Problem to work on = Repeat the passage on stray cats word for word, between "Macy Gallo, the" and "and $45 for males.", inclusive.

Exercise passage =
Macy Gallo, the Kennel Team Coordinator, said she recognizes the issue and hopes residents know what their options are when it comes to stray cats.
The Humane Society works with the Shenandoah Valley Spay and Neuter Clinic in Harrisonburg, she said.
"We take cats there every other Wednesday," she said. Residents can bring cats in to the Humane Society, which will take the animals to the clinic and bring them back the next day. Spay and neutering is $60 for female cats and $45 for males.
One resident at a recent town council work session said she has a neighbor with anywhere from 10 to 20 cats, and they spray and urinate in her yard. She felt, after contacting Animal Control, local veterinarians and town officials, that she had no solution to the issue.
"People have the right to trap an animal when it comes onto their property," Gallo said. By state law, the Humane Society will hold the animal for five days to give any owner a chance to collect it.
After that, Gallo says that some cats, like strays with human contact, can be assessed for adoptability, but other feral cats that are unable to "warm up" to people will have to be euthanized.
"Those numbers have gone down a little every year," she said. "We've also seen a slight decrease in intakes, so maybe we're working toward a solution."
Gallo also said that the organization would like to have a spay and neuter clinic on site in the next two or three years.
"We really need to educate people about fixing, so they can control their animal population," she said. "We just trying to stay neutral on the topic."
One option the town might have is to adopt a licensing ordinance, though it would have to be enforced by Animal Control, which is a county agency.
"Something like that would take a long time to implement and it would be very difficult to enforce," Gallo said.
A representative from the Humane Society will be present at the town and county liaison meeting on the 17th.
A discussion on the feral and free-range cat issue is on the agenda.

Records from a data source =
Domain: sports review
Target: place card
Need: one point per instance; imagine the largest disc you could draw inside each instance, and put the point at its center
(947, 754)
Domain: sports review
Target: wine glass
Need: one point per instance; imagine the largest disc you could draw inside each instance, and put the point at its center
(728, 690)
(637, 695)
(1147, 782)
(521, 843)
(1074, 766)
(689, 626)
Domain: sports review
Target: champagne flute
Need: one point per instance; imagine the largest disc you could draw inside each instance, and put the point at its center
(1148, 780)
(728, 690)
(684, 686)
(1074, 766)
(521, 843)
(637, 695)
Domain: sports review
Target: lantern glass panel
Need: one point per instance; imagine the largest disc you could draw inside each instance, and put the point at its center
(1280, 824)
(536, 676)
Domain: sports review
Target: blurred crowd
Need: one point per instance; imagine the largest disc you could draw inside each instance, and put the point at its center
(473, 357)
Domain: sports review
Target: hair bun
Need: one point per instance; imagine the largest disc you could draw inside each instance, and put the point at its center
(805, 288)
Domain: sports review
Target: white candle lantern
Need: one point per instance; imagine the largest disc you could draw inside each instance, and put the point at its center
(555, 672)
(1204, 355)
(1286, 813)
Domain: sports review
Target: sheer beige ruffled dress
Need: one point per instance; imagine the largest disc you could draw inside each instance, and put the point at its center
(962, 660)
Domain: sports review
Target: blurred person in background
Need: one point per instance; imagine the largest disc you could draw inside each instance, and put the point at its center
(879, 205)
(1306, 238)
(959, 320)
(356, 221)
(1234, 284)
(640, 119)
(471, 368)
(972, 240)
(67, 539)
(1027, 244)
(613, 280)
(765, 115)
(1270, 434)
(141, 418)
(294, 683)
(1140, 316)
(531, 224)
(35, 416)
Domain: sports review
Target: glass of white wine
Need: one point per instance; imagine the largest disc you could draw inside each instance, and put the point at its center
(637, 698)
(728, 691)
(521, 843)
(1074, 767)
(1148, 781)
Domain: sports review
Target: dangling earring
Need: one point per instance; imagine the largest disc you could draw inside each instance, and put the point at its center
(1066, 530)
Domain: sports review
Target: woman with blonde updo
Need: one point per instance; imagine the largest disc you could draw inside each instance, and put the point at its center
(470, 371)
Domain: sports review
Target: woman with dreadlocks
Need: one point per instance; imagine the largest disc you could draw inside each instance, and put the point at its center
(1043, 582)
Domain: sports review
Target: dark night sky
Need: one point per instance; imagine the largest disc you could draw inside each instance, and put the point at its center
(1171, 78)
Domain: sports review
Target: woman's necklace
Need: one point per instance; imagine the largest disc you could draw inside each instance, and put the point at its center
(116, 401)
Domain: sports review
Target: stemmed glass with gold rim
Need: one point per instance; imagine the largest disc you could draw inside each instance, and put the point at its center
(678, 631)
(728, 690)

Task solution =
Macy Gallo, the Kennel Team Coordinator, said she recognizes the issue and hopes residents know what their options are when it comes to stray cats.
The Humane Society works with the Shenandoah Valley Spay and Neuter Clinic in Harrisonburg, she said.
"We take cats there every other Wednesday," she said. Residents can bring cats in to the Humane Society, which will take the animals to the clinic and bring them back the next day. Spay and neutering is $60 for female cats and $45 for males.